▶ _WORK TO COMPLETE_
Return each entry below word for word, leaving out any image.

Referring expression data:
Start of Block
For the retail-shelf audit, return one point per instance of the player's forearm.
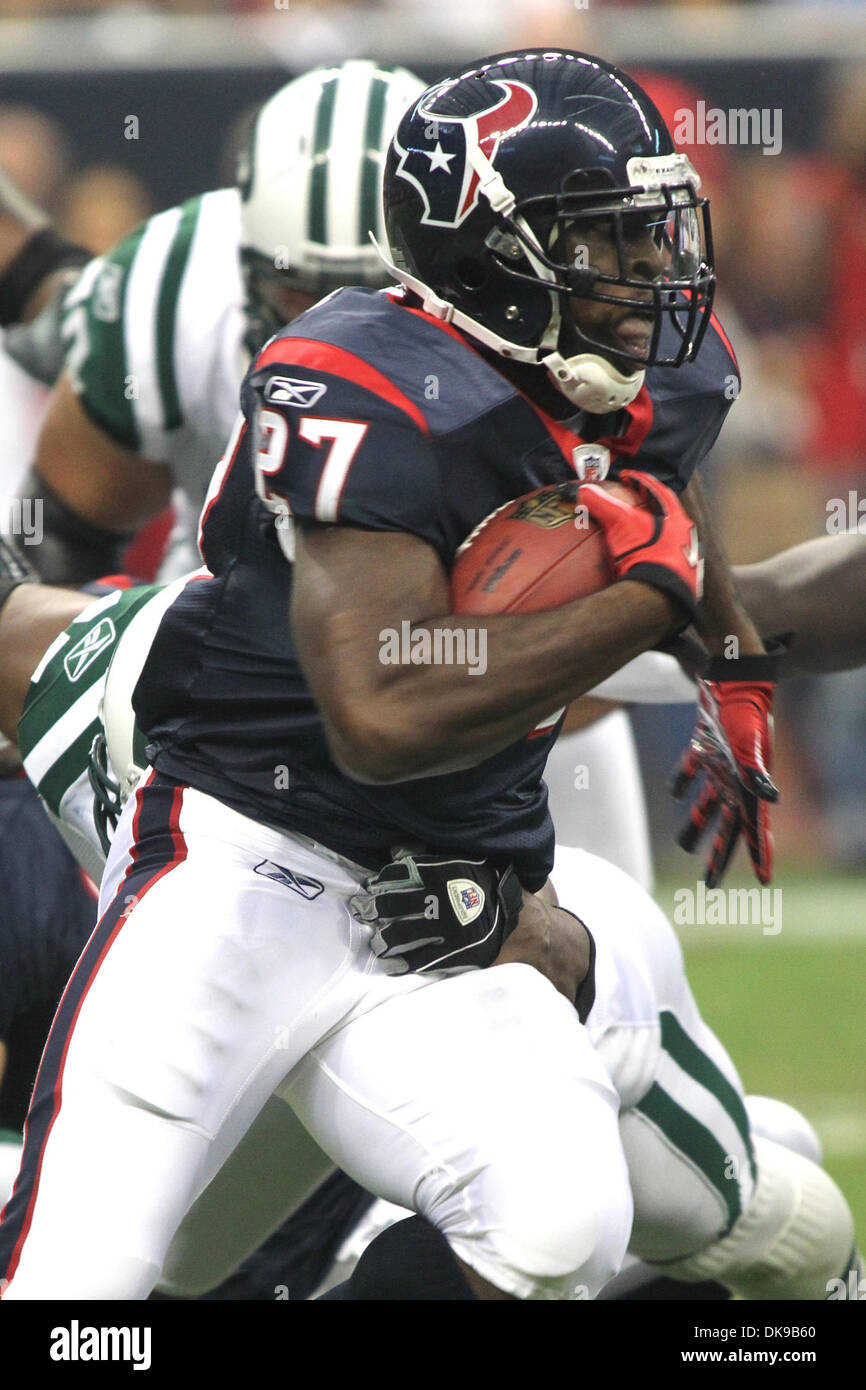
(724, 622)
(812, 592)
(417, 720)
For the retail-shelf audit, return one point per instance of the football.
(534, 553)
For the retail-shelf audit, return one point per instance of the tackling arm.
(95, 494)
(29, 620)
(812, 592)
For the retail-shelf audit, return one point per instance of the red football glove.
(733, 749)
(656, 545)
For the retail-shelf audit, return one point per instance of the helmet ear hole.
(471, 274)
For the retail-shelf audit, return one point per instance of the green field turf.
(791, 1009)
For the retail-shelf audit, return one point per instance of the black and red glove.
End of Block
▶ _TASK RESPONSE_
For the retail-shelf audit, return one point per instance of the player's forearm.
(724, 622)
(812, 592)
(417, 720)
For the retail-shelf audit, return one point per instance of the football.
(534, 553)
For the retail-shelf audit, return one point per instance of the tackling arm.
(95, 494)
(29, 620)
(812, 592)
For the retail-shelf audit, return one point per instance of the red football glove.
(733, 749)
(656, 545)
For the retail-shelf audit, return one point per instance of the helmet ear hole.
(471, 274)
For the retail-shelf audit, return one point per instance of the green field turf.
(791, 1009)
For the retail-shelf audit, return one point per instance of the black and red glove.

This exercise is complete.